**Required work:** Reproduce all of the records exactly.

**Material provided:**
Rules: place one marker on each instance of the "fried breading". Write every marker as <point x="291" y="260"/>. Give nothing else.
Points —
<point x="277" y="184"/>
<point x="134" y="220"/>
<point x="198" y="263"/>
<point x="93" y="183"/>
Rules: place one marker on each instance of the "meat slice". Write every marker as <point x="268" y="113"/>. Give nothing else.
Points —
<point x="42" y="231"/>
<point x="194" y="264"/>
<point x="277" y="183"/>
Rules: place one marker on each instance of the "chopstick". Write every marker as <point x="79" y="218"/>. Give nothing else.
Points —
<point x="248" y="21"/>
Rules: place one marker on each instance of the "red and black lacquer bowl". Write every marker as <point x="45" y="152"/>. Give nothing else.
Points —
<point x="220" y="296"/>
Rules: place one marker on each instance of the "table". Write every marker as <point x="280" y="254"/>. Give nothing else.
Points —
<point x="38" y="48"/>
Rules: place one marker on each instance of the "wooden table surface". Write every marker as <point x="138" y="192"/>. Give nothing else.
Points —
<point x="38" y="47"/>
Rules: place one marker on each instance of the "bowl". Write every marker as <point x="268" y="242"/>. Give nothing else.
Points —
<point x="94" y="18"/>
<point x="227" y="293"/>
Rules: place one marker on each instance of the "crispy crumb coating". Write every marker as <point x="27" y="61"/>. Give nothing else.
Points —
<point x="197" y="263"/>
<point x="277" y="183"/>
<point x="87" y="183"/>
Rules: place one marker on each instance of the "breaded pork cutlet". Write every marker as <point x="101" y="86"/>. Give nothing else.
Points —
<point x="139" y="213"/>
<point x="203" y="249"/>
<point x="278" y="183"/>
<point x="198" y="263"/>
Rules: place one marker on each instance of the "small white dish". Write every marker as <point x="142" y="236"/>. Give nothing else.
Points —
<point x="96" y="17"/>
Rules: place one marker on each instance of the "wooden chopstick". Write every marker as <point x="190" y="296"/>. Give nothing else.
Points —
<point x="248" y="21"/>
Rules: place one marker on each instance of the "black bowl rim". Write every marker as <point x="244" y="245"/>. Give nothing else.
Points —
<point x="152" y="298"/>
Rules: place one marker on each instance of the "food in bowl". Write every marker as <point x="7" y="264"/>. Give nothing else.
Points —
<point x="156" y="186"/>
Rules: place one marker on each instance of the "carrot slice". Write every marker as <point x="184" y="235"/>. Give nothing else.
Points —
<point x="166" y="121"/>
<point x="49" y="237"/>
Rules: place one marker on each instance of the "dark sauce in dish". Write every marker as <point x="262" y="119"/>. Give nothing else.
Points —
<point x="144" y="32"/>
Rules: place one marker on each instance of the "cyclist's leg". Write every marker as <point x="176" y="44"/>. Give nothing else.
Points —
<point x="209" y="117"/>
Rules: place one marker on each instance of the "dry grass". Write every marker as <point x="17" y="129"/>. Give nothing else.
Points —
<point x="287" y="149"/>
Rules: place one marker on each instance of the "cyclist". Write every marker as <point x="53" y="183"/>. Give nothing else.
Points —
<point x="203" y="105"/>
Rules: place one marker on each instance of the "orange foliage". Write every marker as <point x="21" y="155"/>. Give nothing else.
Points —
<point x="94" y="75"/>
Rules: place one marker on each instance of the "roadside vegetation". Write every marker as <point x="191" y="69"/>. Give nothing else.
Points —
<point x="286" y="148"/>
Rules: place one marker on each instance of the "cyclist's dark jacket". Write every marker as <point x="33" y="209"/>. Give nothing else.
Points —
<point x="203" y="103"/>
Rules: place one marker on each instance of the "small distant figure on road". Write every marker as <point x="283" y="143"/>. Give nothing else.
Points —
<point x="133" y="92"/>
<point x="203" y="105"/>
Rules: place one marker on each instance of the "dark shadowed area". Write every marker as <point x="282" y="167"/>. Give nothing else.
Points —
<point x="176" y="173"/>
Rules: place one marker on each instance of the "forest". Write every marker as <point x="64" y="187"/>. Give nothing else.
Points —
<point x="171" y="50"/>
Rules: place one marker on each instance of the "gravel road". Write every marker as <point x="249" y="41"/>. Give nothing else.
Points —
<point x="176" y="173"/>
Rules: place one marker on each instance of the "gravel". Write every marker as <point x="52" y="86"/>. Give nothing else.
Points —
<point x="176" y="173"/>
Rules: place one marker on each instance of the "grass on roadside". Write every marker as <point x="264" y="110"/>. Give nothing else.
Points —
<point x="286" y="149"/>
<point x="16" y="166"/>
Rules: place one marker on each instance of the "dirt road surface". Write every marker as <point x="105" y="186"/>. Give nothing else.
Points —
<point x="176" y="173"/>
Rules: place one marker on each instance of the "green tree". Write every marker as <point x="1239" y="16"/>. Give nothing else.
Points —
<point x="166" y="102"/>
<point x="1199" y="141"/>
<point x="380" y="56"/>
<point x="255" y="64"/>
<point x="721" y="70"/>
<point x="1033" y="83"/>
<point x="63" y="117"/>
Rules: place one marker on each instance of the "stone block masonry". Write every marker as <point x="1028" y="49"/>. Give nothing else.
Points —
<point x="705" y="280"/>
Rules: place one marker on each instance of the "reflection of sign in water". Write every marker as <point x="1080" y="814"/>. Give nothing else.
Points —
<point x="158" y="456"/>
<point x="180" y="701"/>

**Expected answer:**
Rules: place one marker on each instance of the "fried breading". Write every marker as <point x="291" y="260"/>. Give nothing else.
Points —
<point x="277" y="184"/>
<point x="134" y="220"/>
<point x="198" y="263"/>
<point x="93" y="183"/>
Rules: place one marker on each instance of the "meat slice". Write every marker as <point x="268" y="113"/>. Give nothing else.
Points —
<point x="42" y="231"/>
<point x="194" y="264"/>
<point x="277" y="183"/>
Rules: place one marker on each instance of the "chopstick". Write every marker as <point x="79" y="218"/>. Give nothing else.
Points —
<point x="248" y="21"/>
Rules: place one marker on each instance of the "red and black lacquer bowl". Write every marker as <point x="45" y="152"/>. Give nothing else.
Points —
<point x="220" y="296"/>
Rules: place one marker on each instance of the "table". Write every marker as <point x="280" y="254"/>. Give nothing else.
Points —
<point x="38" y="48"/>
Rules: place one marker on each instance of the "wooden table surface". Write every marker as <point x="138" y="192"/>. Give nothing else.
Points —
<point x="38" y="47"/>
Rules: place one marker on each instance of the "bowl". Write every marker as <point x="268" y="242"/>. Give nothing else.
Points —
<point x="94" y="18"/>
<point x="227" y="293"/>
Rules: place one marker on each instance of the "crispy crumb coating". Write every marker as <point x="27" y="61"/>. Give nothing else.
Points —
<point x="197" y="263"/>
<point x="277" y="183"/>
<point x="87" y="183"/>
Rules: place one marker on each instance of the "breaded pork cutlet". Write every marker as <point x="101" y="86"/>. Give nothing else.
Points —
<point x="139" y="213"/>
<point x="203" y="249"/>
<point x="278" y="183"/>
<point x="198" y="263"/>
Rules: place one marker on each instance of the "small white dish". Write every marker as <point x="142" y="236"/>. Give nothing else.
Points —
<point x="96" y="17"/>
Rules: place one marker on each instance of the "wooden chopstick". Write every marker as <point x="190" y="296"/>. Give nothing else.
Points —
<point x="248" y="21"/>
Rules: place one marker on each instance of the "black bowl rim". Write every marker as <point x="244" y="245"/>. Give nothing else.
Points —
<point x="152" y="298"/>
Rules: place one marker on each instance of the "food in bowl". Write every marker as <point x="7" y="264"/>. Give nothing else.
Points —
<point x="156" y="186"/>
Rules: place one marker on each instance of the "carrot slice". Write every marker as <point x="184" y="235"/>. Give nothing else.
Points —
<point x="166" y="121"/>
<point x="49" y="237"/>
Rules: place one marker on each instance of the "dark sauce in dish". Write every marker as <point x="262" y="119"/>. Give nothing else.
Points —
<point x="144" y="32"/>
Rules: place one marker on each instance of the "cyclist's leg". Write every marker as <point x="176" y="44"/>. Give nothing else.
Points —
<point x="209" y="117"/>
Rules: place one marker on each instance of the "dry grass". Write every marker as <point x="17" y="129"/>. Give nothing else.
Points —
<point x="287" y="149"/>
Rules: place one marker on each instance of the "cyclist". Write every marker as <point x="53" y="183"/>. Give nothing else.
Points —
<point x="203" y="105"/>
Rules: place one marker on each instance of the "orange foliage". Write every marker as <point x="21" y="155"/>. Give nothing else.
Points —
<point x="94" y="75"/>
Rules: place one marker on each instance of the "roadside vegetation". Write every marker as <point x="191" y="69"/>. Give nothing else.
Points —
<point x="286" y="148"/>
Rules: place one marker on each instance of the "cyclist's dark jacket". Write every marker as <point x="33" y="209"/>. Give nothing else.
Points —
<point x="203" y="103"/>
Rules: place one marker on each instance of the "small distant figure on road". Write every marker as <point x="283" y="143"/>. Give nothing else.
Points —
<point x="133" y="92"/>
<point x="203" y="105"/>
Rules: place one marker on each instance of the "dark shadowed area". Write every marker as <point x="282" y="167"/>. Give nothing else.
Points —
<point x="176" y="173"/>
Rules: place one marker on each instance of the "forest". Write every marker as <point x="64" y="187"/>. Give nothing else.
Points —
<point x="171" y="50"/>
Rules: place one marker on each instance of the "gravel road". Write every marker as <point x="249" y="41"/>. Give nothing else.
Points —
<point x="176" y="173"/>
Rules: place one marker on each instance of the "gravel". Write every marker as <point x="52" y="86"/>. Give nothing else.
Points —
<point x="176" y="173"/>
Rules: place one marker on each instance of the "grass on roadside". Write every marker as <point x="264" y="110"/>. Give nothing else.
Points —
<point x="286" y="149"/>
<point x="16" y="166"/>
Rules: place one marker on each instance of the "dirt road surface". Write every marker as <point x="105" y="186"/>. Give nothing else.
Points —
<point x="176" y="173"/>
Rules: place one marker on each instance of the "green tree". Write every marker as <point x="1239" y="16"/>. Give nothing else.
Points —
<point x="166" y="102"/>
<point x="1199" y="141"/>
<point x="380" y="56"/>
<point x="255" y="64"/>
<point x="721" y="70"/>
<point x="1033" y="83"/>
<point x="63" y="117"/>
Rules: place one marker on each instance of the "stone block masonry". Write every marker as <point x="1028" y="49"/>. Give nothing else.
Points —
<point x="705" y="280"/>
Rules: place one marker on each instance of the "reflection of sign in water". Write every marker as <point x="1080" y="814"/>. Give nothing else.
Points —
<point x="158" y="456"/>
<point x="180" y="701"/>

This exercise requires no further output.